▶ ЗАДАНИЯ
1) В каком году крестьяне Масленского острога и Барневской слободы подали челобитную, о которой говорит исходный текст?
2) Объясните, пожалуйста, в одном–трех предложениях, почему, согласно исходному тексту, вопрос о плате за заготовку сажени дров был на Урале острым.

Напомним, что действие сказки в записи А. Н. Зырянова разворачивается в лесу, где крестьянин рубит дрова. Такая ситуация встречается в текстах этого сюжета[558]. Однако в уральском варианте привлекают характерные детали: «незнаемой человек» не просто интересуется тем, сколько зарабатывает и как тратит деньги лесоруб. Его интересуют «расценки»: «Скажи-ка, не солги, по много ли нарубишь ты етих дров в день сажен и помного ли зарабатываешь деньгами на етих дровах?» Вопрос о том, сколько нужно было платить за заготовку сажени дров для приготовления угля, был объектом специальных исследований органов уральского горнозаводского управления[559], служил причиной постоянных споров между властями и приписными крестьянами, отразившихся в огромном числе челобитных[560].

На делянках, где заготовляли лес, часто возникали конфликты с заводскими приказчиками. В челобитной крестьян Масленского острога и Барневской слободы, поданной в 1761 г., они жаловались на злоупотребления: «А хотя из нас, крестьян, приказом прикащиков и нарядчиков ошибкою отрубят и окоротят на вершок полено, то тех навяжут, яко татю или сущему злодею, и водят по всему дровосеку и шалашам. И у всякого шалаша немилостиво стегают плетми и кнутьем, приговаривая то: «Каково де ты полено рубил, тако де и тебя рубят…» Надсмотрщик и прикащики прикажут оставлять… пень вышиною от земли на одну четверть… А после объявят, якобы покинут высок. И за то, разве не домогаясь ли чего, они тех крестьян, которые дрова рубили, положа на рубленой пень, так плетми немилосердно секли, приговаривая при том: «Твой де пень не гладок, и когда де ево до земли брюхом своим згладиш, то и сечь перестанем»»[561].

Сравним с этим реакцию героя сказки – мужика – на появление на делянке «незнаемого человека»: «Что тебе нужно знать? Что ты за ревизор ко мне приехал в лес? Поезжай-ка туда, отколя приехал!».

▶ СТРОКИ ДАННЫХ
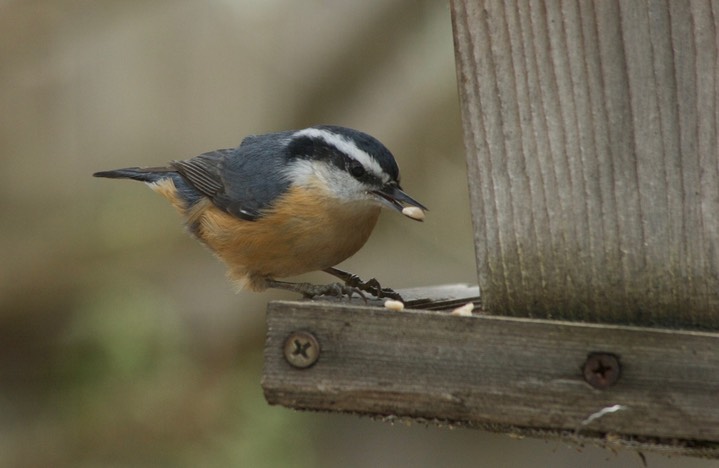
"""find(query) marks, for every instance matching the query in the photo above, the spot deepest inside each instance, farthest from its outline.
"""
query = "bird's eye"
(357, 169)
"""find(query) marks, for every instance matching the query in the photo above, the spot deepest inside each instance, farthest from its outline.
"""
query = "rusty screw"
(301, 349)
(601, 370)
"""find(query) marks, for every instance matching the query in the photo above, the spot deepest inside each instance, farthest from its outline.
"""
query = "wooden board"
(499, 372)
(592, 141)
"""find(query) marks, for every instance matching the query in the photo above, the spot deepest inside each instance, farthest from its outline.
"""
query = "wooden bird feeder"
(592, 135)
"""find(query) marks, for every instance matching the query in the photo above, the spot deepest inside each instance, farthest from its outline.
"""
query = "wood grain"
(498, 372)
(591, 137)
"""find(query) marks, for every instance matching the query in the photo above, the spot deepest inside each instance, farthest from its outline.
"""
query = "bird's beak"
(392, 196)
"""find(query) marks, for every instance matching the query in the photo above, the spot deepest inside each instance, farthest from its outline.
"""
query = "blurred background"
(121, 341)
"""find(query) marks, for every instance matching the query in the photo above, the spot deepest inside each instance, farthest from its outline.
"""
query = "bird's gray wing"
(242, 181)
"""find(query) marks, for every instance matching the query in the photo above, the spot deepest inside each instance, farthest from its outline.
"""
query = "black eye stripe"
(356, 169)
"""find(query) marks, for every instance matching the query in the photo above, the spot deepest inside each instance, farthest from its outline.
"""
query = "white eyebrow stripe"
(348, 147)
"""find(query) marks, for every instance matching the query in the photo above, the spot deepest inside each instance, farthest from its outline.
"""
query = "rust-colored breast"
(303, 233)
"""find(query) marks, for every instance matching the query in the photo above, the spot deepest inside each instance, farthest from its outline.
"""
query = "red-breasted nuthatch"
(285, 203)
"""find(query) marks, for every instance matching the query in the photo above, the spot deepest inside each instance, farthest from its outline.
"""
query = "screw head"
(601, 370)
(301, 349)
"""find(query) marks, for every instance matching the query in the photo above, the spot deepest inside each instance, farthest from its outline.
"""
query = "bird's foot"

▶ ОТВЕТЫ ПО ЗАДАНИЯМ
1) В 1761 году.

2) Плату за заготовку сажени дров для приготовления угля специально исследовали органы уральского горнозаводского управления. Этот вопрос постоянно вызывал споры между властями и приписными крестьянами, и эти споры отразились в огромном числе челобитных.